====== GIVEN TEXT ======

Banking, Money and Taxes in Australia
Australia is a major regional financial hub with a sophisticated banking system, and expats will find there’s plenty of professional support available when it comes to educating yourself about and understanding different aspects of financial management in the nation.
Money in Australia
The Australian Dollar (AUD or $A) is the official currency in Australia, and is divided into 100 cents. Within Australia, expats will see currency simply abbreviated as $; though, this isn’t to be confused with the US dollar.
- Notes: 5, 10, 20, 50 and 100 dollar notes
- Coins: 5, 10, 20 and 50 cent coins, and 1 and 2 dollar coins
Both cash and credit/debit cards are readily accepted in most places in Australia. Furthermore, ATMs are ubiquitous; with all services in English.

====== SUPPLIED INFORMATION ======

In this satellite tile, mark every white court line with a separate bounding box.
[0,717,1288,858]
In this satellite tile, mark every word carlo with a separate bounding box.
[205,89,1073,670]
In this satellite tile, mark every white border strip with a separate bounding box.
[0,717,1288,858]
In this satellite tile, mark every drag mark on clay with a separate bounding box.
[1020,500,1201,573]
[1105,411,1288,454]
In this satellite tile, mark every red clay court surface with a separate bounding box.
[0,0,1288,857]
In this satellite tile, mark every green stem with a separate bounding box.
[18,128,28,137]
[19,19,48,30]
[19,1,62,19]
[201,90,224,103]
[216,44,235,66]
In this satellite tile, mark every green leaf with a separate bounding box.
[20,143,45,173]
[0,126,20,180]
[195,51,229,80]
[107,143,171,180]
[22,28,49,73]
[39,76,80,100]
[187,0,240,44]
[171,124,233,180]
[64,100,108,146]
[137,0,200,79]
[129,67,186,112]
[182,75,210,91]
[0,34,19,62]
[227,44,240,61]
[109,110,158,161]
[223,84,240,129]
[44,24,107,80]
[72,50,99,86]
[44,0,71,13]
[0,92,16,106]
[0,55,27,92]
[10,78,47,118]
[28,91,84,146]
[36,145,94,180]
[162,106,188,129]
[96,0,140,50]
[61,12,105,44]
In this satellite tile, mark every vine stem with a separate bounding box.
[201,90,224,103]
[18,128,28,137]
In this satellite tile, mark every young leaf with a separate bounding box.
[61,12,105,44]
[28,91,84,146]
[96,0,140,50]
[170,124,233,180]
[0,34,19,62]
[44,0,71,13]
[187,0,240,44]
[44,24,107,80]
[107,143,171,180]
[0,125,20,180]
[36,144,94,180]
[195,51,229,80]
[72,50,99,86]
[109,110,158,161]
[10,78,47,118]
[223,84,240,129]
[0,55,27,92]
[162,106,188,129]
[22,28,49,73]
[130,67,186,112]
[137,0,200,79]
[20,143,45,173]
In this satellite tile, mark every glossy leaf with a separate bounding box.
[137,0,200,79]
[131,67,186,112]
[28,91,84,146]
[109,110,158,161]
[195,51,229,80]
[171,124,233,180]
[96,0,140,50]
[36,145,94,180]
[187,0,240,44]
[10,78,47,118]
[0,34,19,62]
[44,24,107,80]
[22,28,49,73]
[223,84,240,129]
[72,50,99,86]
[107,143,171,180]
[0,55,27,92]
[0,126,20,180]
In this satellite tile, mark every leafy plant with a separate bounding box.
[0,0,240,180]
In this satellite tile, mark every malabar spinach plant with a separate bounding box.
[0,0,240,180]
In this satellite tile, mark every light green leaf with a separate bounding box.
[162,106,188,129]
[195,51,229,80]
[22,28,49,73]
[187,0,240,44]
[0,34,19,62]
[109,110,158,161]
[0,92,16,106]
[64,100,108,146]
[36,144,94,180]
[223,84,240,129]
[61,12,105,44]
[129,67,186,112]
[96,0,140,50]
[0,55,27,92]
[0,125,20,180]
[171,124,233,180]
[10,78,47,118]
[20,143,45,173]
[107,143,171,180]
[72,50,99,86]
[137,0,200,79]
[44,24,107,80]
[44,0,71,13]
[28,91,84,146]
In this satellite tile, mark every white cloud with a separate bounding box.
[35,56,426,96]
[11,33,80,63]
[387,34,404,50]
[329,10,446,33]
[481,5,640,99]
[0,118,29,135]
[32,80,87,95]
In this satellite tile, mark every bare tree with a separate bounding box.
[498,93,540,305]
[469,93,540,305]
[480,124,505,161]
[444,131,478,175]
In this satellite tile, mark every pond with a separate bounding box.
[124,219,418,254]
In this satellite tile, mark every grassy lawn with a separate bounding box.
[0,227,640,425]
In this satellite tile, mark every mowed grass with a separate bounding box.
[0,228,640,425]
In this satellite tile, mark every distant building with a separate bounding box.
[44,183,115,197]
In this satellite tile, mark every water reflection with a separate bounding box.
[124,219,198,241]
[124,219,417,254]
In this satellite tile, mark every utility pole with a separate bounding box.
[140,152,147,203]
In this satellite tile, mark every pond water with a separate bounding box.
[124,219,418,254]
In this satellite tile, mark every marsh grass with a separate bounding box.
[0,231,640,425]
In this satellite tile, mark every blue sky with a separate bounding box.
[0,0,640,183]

======

### COMPLETE THE FOLLOWING
A - From the text on money in Australia, output the part from "Banking, Money and" up to and including "services in English.".
B - List every coin denomination that the text on money in Australia gives.

### ANSWERS FOR THE EXERCISE
A -
Banking, Money and Taxes in Australia
Australia is a major regional financial hub with a sophisticated banking system, and expats will find there’s plenty of professional support available when it comes to educating yourself about and understanding different aspects of financial management in the nation.
Money in Australia
The Australian Dollar (AUD or $A) is the official currency in Australia, and is divided into 100 cents. Within Australia, expats will see currency simply abbreviated as $; though, this isn’t to be confused with the US dollar.
- Notes: 5, 10, 20, 50 and 100 dollar notes
- Coins: 5, 10, 20 and 50 cent coins, and 1 and 2 dollar coins
Both cash and credit/debit cards are readily accepted in most places in Australia. Furthermore, ATMs are ubiquitous; with all services in English.

B - 5 cents, 10 cents, 20 cents, 50 cents, 1 dollar, 2 dollars